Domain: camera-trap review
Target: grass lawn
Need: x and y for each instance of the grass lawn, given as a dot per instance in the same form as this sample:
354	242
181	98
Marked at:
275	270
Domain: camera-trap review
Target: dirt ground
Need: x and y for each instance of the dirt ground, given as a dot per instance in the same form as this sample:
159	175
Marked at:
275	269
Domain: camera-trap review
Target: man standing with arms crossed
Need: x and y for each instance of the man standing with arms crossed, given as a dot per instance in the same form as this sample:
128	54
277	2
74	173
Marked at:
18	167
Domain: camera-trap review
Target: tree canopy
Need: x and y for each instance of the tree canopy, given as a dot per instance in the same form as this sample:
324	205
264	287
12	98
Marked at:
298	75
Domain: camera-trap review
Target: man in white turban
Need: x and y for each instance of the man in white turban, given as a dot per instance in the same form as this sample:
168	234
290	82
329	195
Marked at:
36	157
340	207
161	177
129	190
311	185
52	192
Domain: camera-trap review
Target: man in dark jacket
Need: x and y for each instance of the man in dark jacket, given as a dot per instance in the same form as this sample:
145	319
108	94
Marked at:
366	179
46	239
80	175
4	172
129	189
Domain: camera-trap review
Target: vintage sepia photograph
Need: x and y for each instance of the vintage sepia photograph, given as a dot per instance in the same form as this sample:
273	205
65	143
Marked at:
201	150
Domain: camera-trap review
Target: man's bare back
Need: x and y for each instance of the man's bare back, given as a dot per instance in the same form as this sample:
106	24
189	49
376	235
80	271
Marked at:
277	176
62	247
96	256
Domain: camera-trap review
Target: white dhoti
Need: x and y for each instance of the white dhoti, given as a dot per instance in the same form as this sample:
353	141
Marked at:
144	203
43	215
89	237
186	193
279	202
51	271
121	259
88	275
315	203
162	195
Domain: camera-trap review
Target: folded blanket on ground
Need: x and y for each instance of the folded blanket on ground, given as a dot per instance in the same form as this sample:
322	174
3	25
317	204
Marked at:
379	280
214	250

| Problem |
Write an exact transcription of every entry above.

| Reply to the task |
Domain: camera-trap review
Target: grass lawn
Need: x and y for each instance of the grass lawn, given as a dot per instance in the same form as this sample:
354	242
181	98
Marked at:
275	270
Domain: camera-trap review
Target: dirt ground
Need: x and y for each instance of the dirt ground, given as a dot per instance in the same form as this sample:
159	175
Marked at:
275	269
Domain: camera-trap review
Target: man standing with arms crossed
Need: x and y for each instance of the man standing with arms crossed, given as a dot per instance in the same form as this sample:
128	54
277	2
74	173
Marked at:
18	167
Domain: camera-trap review
Target: tree canopy
Need: x and y for each instance of the tree canopy, given as a dot per instance in the same form as this sample:
324	205
264	287
12	98
Marked at:
298	75
Domain: camera-trap review
Target: man in white turban
Need: x and y for each instance of the man in white turban, given as a dot per instance in the same form as this sample:
168	234
290	82
329	195
Marked at:
36	157
340	207
161	177
129	190
311	185
52	192
Domain: camera-trap review
Target: man in dark jacket
Need: x and y for each instance of the man in dark jacket, given as a dot per instance in the same form as this sample:
145	319
108	94
Marked at:
366	179
46	239
80	175
4	172
129	189
Domain: camera-trap review
Target: vintage sepia photograph
Need: x and y for each instance of the vintage sepia photograph, given as a dot per instance in the same form as this sample:
273	205
65	143
Marked at:
201	150
Domain: camera-trap review
Target: man's bare back
Need: x and y for each instance of the man's bare back, given as a dot per instance in the same form as this sample:
106	24
189	49
376	235
80	271
Marked at:
277	176
62	247
96	256
Domain: camera-trap review
Target: white dhoti
Need: x and y for each instance of the white dhoti, given as a dot per instance in the same form as this sample:
353	141
Marked at:
144	203
43	215
89	237
186	193
279	202
51	271
121	259
88	275
315	203
162	195
Domain: camera-trap review
Target: folded blanket on ground
Need: x and y for each instance of the folded blanket on ground, given as a dot per instance in the same form as this sample:
322	174
3	25
317	204
Marked at:
379	280
214	250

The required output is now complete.